* _Texte fourni_:
================================

Dans mon malheur brille une lueur de chance. Nous sommes à
Béziers et chez les biterrois, il y a un décathlon. Passage express sur
internet pour récupérer l'adresse, aller retour de ma femme pendant lequel je
vais gérer mes réserves et rendez vous une dizaine de bornes plus loin pour
changer la poche.
Survivor jusqu'au bout des ongles et chanceux au delà de
tout. La réussite ne tient parfois qu'à un fil. Le même fait de course en
pleine nuit ou un dimanche et ma course s'arrêtait aussitôt commencée.
Ce manque passager de liquide ne m'a pas pénalisé. Seul le
short imprégné de boisson sucrée colle les poils de mes fesses et de mes
jambes. Lorsque je m'assoie et que je me relève, j'ai droit à une sensation
inconnue d'épilation du maillot. Oh putain le calvaire. Mais j'ai au moins le
cul qui sent le citron …
Les kms défilent. J'en profite pour admirer ces miracles
architecturaux : les écluses de forserannes,
le tunnel du Malpas … Je ne
m'attarde guère préférant rester dans ma bulle solitaire.

================================

* _Données enregistrées_:

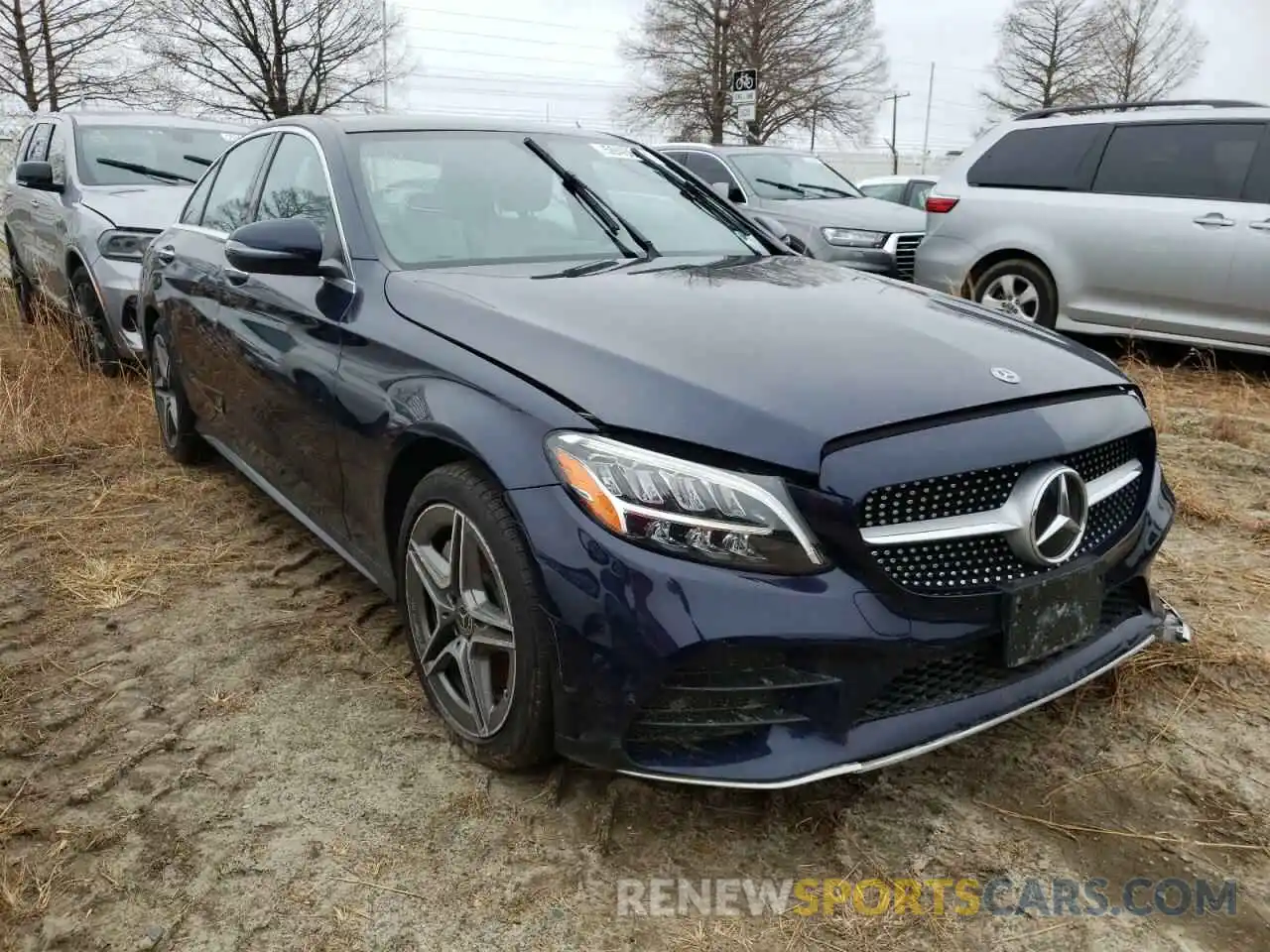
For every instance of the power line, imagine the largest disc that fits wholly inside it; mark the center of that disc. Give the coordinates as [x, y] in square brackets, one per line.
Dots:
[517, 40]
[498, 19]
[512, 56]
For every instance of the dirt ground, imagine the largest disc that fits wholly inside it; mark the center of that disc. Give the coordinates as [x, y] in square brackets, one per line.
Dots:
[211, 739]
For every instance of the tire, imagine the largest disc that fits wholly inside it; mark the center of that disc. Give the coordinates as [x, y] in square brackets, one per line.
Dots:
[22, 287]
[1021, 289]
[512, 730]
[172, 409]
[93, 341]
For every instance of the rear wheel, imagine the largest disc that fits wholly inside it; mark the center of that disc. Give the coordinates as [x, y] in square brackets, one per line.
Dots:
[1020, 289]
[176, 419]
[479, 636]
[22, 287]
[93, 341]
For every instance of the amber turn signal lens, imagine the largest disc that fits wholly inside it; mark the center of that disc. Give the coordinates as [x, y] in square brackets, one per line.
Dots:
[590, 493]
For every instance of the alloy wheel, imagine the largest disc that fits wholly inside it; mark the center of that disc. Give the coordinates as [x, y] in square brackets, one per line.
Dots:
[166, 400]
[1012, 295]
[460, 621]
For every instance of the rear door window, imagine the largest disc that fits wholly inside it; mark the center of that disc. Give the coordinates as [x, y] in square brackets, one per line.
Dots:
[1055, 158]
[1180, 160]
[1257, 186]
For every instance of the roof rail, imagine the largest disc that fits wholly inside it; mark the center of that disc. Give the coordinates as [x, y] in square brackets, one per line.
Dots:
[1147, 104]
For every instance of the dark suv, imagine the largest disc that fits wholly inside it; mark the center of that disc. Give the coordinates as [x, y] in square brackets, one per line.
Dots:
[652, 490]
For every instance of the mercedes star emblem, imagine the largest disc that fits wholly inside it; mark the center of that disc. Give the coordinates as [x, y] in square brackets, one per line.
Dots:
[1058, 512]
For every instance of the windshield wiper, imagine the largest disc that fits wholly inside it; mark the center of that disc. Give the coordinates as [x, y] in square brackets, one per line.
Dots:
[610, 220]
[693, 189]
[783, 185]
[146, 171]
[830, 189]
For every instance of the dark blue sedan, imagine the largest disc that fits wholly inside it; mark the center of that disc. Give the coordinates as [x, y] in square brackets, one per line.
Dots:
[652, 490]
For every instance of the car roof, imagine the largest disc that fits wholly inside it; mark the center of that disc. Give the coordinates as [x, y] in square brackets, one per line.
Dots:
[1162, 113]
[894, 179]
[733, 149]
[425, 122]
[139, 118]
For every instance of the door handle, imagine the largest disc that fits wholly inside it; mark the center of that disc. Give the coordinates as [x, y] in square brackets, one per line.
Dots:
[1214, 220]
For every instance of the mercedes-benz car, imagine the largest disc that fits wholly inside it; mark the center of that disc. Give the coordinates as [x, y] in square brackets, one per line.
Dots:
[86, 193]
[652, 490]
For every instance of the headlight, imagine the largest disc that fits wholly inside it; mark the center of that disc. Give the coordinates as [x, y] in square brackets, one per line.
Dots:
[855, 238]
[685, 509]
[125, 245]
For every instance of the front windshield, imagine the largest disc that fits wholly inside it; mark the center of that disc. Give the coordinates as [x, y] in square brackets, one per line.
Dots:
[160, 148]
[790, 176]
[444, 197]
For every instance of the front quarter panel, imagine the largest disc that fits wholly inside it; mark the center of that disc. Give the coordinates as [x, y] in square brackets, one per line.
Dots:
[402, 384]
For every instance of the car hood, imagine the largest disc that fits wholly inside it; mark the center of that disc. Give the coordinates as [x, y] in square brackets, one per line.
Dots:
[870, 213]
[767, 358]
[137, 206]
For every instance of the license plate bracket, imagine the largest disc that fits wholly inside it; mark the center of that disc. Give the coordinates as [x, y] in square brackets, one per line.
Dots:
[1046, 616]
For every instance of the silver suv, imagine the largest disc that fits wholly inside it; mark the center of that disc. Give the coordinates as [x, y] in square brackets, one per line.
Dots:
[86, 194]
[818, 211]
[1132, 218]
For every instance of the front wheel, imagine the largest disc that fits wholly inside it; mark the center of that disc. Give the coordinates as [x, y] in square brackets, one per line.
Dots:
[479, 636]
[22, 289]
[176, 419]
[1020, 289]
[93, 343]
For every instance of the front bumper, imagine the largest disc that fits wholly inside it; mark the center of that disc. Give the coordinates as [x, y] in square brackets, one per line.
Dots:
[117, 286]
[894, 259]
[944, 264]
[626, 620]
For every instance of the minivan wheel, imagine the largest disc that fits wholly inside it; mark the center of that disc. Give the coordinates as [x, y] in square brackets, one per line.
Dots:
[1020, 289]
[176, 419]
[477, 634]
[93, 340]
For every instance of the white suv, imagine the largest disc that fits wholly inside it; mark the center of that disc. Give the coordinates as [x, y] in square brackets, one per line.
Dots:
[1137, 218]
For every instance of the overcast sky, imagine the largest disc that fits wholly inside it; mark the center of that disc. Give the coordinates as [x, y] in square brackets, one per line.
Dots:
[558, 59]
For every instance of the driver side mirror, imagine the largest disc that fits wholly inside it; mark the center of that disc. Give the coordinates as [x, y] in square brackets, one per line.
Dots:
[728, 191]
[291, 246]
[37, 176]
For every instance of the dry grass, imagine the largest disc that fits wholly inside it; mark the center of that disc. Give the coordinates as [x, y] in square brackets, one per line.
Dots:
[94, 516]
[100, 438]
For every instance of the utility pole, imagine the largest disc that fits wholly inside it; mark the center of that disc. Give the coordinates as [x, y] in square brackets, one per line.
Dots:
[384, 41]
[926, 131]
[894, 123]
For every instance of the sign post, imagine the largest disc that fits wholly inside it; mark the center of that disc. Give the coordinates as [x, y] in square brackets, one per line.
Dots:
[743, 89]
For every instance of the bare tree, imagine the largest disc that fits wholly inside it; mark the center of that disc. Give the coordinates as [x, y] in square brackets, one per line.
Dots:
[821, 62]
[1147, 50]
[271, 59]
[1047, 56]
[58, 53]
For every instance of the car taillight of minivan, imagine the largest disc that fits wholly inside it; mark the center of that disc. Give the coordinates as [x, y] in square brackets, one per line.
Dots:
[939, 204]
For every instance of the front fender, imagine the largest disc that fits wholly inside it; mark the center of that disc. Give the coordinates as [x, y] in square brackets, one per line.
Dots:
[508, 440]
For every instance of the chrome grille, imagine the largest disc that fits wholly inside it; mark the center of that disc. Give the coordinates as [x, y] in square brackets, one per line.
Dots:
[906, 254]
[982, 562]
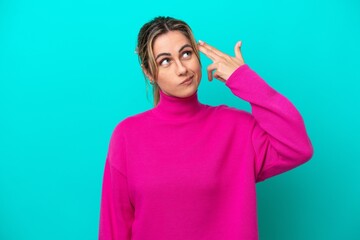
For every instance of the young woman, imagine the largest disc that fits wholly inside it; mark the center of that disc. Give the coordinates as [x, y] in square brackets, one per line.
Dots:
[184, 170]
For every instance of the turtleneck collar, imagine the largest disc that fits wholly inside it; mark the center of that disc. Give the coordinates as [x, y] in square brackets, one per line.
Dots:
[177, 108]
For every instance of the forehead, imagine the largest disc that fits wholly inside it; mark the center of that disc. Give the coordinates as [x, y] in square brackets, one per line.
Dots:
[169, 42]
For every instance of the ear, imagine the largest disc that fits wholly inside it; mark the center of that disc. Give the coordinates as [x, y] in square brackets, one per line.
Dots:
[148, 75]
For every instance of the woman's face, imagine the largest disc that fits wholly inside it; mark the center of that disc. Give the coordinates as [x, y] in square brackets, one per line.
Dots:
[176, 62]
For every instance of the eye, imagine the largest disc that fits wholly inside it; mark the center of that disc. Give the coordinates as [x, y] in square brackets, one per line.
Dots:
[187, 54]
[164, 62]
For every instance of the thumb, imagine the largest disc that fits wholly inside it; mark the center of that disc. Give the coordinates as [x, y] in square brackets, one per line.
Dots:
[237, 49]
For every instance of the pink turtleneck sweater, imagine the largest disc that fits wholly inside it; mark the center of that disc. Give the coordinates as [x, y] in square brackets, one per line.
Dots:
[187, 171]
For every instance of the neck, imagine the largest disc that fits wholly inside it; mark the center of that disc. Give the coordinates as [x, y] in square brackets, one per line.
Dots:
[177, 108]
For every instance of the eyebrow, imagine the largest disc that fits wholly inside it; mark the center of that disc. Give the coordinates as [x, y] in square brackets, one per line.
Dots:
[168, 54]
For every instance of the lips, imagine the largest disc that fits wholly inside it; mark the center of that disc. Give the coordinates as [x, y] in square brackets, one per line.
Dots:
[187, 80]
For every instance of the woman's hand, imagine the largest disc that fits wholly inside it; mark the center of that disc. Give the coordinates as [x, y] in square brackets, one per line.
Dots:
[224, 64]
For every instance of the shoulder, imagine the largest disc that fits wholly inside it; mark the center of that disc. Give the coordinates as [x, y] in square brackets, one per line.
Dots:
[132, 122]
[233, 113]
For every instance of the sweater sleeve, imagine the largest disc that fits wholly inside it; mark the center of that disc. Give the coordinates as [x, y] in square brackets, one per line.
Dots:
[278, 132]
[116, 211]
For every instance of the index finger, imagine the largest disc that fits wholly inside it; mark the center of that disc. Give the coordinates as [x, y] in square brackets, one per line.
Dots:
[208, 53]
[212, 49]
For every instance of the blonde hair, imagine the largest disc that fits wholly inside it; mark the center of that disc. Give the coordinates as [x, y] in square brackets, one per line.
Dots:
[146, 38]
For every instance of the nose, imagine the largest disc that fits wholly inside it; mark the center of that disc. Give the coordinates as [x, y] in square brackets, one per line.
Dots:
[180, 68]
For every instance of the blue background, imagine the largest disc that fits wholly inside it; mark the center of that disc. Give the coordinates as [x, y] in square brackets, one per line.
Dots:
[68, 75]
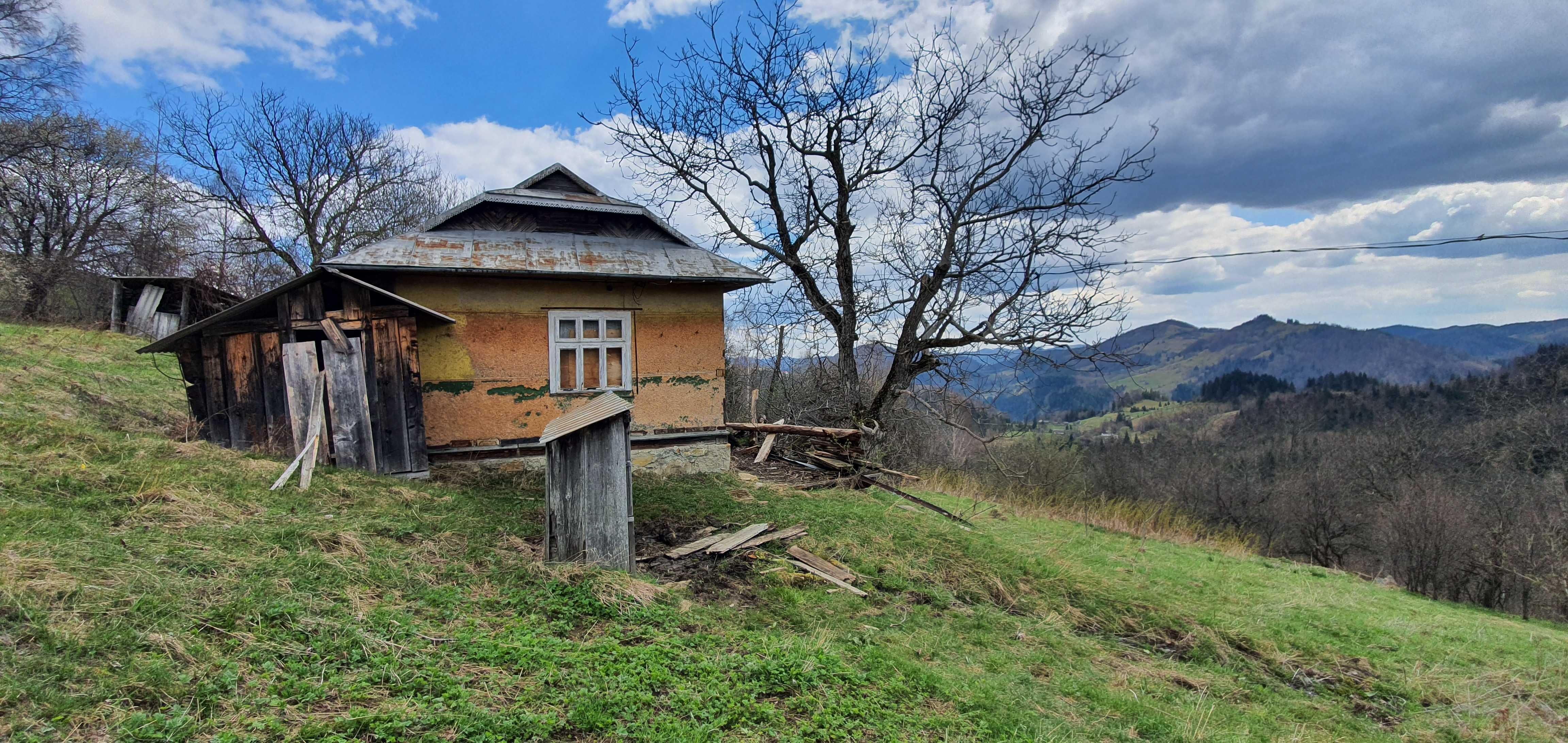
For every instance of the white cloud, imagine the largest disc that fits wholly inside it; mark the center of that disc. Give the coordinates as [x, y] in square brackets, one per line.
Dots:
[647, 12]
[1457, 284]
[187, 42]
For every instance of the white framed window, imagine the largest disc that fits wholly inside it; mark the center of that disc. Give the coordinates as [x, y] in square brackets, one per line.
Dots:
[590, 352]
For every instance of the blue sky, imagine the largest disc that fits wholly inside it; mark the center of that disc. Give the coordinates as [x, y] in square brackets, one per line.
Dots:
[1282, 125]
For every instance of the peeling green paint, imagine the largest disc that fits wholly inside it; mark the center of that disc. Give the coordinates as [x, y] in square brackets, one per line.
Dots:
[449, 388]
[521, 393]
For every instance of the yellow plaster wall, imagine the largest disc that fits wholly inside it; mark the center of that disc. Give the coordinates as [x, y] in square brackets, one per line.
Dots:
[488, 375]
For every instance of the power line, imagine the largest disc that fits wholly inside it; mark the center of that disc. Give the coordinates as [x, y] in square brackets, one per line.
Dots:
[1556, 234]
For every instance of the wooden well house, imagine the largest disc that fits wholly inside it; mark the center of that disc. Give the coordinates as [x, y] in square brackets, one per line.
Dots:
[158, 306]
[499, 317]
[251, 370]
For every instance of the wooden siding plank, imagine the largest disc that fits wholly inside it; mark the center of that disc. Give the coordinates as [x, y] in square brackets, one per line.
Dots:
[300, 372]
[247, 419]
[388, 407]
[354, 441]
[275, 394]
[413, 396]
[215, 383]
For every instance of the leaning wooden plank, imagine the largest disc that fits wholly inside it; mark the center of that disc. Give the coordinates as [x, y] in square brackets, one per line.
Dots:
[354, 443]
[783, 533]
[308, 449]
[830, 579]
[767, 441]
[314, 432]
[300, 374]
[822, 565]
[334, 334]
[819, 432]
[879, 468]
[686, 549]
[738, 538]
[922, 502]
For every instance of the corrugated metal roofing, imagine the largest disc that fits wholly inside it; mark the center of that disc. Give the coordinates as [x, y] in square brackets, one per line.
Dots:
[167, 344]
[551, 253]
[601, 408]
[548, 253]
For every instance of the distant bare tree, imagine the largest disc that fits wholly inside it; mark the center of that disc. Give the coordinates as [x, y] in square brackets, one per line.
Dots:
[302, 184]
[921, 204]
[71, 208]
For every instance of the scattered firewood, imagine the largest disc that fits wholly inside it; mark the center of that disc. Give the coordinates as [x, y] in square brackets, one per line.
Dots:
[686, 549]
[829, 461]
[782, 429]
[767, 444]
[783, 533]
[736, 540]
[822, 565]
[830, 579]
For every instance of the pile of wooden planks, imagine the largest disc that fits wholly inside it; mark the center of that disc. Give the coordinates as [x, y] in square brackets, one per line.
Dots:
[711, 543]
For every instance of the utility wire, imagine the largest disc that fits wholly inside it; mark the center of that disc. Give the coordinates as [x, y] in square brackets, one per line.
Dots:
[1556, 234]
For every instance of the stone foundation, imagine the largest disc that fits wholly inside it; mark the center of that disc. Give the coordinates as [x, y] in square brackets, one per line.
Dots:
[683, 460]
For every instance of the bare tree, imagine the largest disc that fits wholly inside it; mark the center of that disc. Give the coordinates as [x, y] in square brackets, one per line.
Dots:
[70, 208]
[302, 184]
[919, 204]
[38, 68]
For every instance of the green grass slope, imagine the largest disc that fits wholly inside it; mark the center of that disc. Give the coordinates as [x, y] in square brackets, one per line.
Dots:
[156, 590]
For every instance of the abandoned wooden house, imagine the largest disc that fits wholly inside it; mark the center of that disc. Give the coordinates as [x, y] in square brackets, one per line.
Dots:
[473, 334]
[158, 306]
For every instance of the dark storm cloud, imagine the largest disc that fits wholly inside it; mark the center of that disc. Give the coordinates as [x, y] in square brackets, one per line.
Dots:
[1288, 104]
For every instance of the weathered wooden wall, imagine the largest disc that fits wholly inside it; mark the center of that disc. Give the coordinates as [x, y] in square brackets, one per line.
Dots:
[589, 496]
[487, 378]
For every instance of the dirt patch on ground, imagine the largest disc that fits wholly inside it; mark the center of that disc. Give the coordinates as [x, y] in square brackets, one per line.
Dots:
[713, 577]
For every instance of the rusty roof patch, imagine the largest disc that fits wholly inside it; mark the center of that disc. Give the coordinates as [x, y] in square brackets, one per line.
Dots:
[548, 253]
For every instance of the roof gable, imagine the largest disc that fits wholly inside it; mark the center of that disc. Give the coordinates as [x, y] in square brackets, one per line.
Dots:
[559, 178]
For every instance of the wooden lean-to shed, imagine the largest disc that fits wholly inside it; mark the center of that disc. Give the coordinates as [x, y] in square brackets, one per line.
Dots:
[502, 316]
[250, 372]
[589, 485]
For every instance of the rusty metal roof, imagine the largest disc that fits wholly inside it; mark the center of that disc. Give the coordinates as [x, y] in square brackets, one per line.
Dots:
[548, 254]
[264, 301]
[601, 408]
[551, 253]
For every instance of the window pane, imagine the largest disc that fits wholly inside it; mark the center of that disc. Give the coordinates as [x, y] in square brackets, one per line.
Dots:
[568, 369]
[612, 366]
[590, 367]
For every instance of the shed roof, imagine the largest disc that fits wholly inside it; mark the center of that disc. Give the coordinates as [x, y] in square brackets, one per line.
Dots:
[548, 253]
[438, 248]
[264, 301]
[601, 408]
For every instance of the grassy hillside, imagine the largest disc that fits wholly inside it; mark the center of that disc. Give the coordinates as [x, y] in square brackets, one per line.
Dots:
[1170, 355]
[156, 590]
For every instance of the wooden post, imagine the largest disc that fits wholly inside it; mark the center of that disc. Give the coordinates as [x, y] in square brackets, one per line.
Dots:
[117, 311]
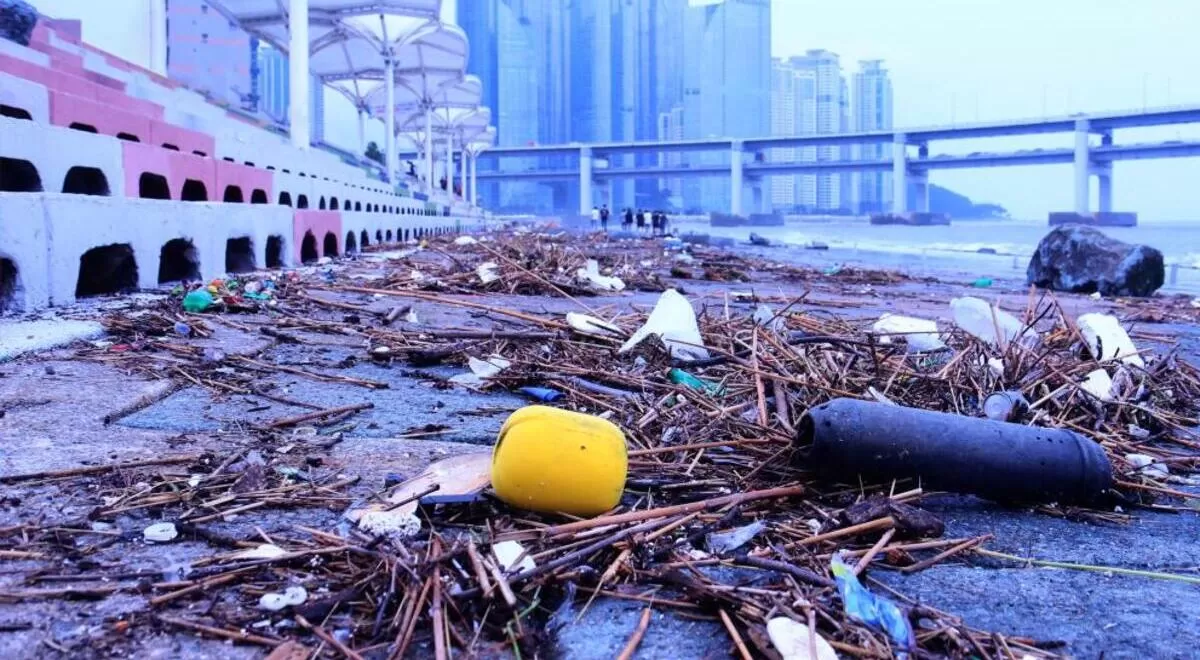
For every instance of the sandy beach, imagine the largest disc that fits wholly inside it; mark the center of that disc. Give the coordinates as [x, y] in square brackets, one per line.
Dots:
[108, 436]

================================

* _Objectif A_:
Répondez à ces questions sur le texte fourni :
(i) Dans quelle ville se déroule le début du passage ?
(ii) Quel magasin se trouve chez les biterrois ?
(iii) Quels ouvrages sont qualifiés de miracles architecturaux ?
* _Objectif B_:
Recopiez le passage du texte fourni depuis « Dans mon malheur » jusqu'à « s'arrêtait aussitôt commencée. » inclus.
La liste n'a aucun rapport avec le texte fourni.

* _Réponse correcte A_:
(i) À Béziers.
(ii) Un décathlon.
(iii) Les écluses de forserannes et le tunnel du Malpas.

* _Réponse correcte B_:
Dans mon malheur brille une lueur de chance. Nous sommes à
Béziers et chez les biterrois, il y a un décathlon. Passage express sur
internet pour récupérer l'adresse, aller retour de ma femme pendant lequel je
vais gérer mes réserves et rendez vous une dizaine de bornes plus loin pour
changer la poche.
Survivor jusqu'au bout des ongles et chanceux au delà de
tout. La réussite ne tient parfois qu'à un fil. Le même fait de course en
pleine nuit ou un dimanche et ma course s'arrêtait aussitôt commencée.